▶ Page extract:
****************
Achieving significant tax cuts is politically difficult. The usual solution is to admit theres a lot of middle class welfare and try to impose a means test to better target expenditure. The result is a complex and more expensive to administer welfare system and an increasingly disgruntled middle class. They claim with some justification that as the main source of tax revenue they should receive compensatory payments in return – the old “I paid tax all my life” argument. Thats the reason we have a high amount of tax churning, tax taken from taxpayers and then paid back as welfare, the main beneficiary are the public servants who administer the schemes.

The political reality is that people have become accustomed to the current system and any proposal for substantial tax cuts and commensurate welfare cuts would be viewed as an attack on basic social security. The government would lose office.

Theres is a better way, don't cut welfare but replace it with something better. A system based on wealth creation and personal responsibility.
****************
▶ Provided information:
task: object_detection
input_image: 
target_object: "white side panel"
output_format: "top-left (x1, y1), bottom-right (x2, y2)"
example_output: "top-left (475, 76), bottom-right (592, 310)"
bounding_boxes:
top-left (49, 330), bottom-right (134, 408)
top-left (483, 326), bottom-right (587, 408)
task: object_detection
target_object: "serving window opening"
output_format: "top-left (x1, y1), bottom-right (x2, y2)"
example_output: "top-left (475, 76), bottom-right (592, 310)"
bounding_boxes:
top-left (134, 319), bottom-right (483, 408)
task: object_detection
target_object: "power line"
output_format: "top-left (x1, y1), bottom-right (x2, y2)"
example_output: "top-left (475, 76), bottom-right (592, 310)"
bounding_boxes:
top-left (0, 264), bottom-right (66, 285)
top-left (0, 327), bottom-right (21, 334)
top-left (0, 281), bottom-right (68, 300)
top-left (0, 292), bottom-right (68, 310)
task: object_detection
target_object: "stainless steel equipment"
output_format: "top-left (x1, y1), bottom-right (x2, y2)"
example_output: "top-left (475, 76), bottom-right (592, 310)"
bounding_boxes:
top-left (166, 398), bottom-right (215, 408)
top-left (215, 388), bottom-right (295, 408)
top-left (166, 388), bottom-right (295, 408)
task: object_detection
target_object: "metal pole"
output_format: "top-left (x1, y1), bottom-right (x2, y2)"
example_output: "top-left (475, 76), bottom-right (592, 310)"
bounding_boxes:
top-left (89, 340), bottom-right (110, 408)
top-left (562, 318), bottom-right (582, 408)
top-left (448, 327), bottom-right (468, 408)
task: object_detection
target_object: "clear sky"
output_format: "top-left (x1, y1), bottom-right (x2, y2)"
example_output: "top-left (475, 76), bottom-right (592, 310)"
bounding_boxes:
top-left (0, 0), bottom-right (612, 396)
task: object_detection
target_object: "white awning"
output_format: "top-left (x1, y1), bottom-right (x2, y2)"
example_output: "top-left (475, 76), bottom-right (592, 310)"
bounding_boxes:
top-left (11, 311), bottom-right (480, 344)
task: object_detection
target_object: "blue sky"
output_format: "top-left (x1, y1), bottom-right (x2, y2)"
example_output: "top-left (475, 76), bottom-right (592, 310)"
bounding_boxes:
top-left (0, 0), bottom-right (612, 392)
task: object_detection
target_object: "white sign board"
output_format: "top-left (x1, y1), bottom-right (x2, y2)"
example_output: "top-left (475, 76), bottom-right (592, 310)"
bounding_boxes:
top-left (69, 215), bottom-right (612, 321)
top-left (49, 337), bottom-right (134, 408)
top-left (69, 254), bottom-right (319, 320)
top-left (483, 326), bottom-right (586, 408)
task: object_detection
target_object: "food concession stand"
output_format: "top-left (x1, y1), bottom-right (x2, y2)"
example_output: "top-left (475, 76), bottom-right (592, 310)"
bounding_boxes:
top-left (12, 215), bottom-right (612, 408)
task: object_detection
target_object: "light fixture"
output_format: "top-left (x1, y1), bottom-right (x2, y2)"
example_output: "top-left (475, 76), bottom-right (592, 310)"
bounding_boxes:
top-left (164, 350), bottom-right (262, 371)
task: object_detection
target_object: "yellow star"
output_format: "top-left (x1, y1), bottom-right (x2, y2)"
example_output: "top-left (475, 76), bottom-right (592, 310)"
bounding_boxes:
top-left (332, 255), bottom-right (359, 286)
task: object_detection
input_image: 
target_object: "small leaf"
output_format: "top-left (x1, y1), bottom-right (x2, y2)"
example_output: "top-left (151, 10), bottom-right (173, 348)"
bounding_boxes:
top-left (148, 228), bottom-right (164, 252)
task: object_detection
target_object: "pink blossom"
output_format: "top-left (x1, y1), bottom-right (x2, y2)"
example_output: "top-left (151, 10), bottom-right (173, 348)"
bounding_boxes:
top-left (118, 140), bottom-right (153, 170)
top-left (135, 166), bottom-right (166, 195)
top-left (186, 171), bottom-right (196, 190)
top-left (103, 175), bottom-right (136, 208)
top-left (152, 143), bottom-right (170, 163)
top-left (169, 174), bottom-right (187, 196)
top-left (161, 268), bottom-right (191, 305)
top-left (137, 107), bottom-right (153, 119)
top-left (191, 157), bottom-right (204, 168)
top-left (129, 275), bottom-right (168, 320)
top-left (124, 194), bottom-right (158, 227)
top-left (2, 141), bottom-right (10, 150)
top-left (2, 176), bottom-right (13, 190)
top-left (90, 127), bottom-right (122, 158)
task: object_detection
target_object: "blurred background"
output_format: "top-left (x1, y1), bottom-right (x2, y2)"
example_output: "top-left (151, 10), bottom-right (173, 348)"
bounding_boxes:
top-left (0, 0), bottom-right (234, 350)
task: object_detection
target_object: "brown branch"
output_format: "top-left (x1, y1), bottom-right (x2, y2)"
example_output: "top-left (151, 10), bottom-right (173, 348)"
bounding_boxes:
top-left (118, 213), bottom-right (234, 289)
****************
▶ What you will do:
[1] Please translate this sentence from the tax and welfare passage into French: "Achieving significant tax cuts is politically difficult."
[2] Quote the first sentence of each paragraph in the tax and welfare passage.
The data above comes from a different source than the passage.

▶ Solutions by task:
[1] Obtenir des réductions d'impôts importantes est politiquement difficile.

[2]
- Achieving significant tax cuts is politically difficult.
- The political reality is that people have become accustomed to the current system and any proposal for substantial tax cuts and commensurate welfare cuts would be viewed as an attack on basic social security.
- Theres is a better way, don't cut welfare but replace it with something better.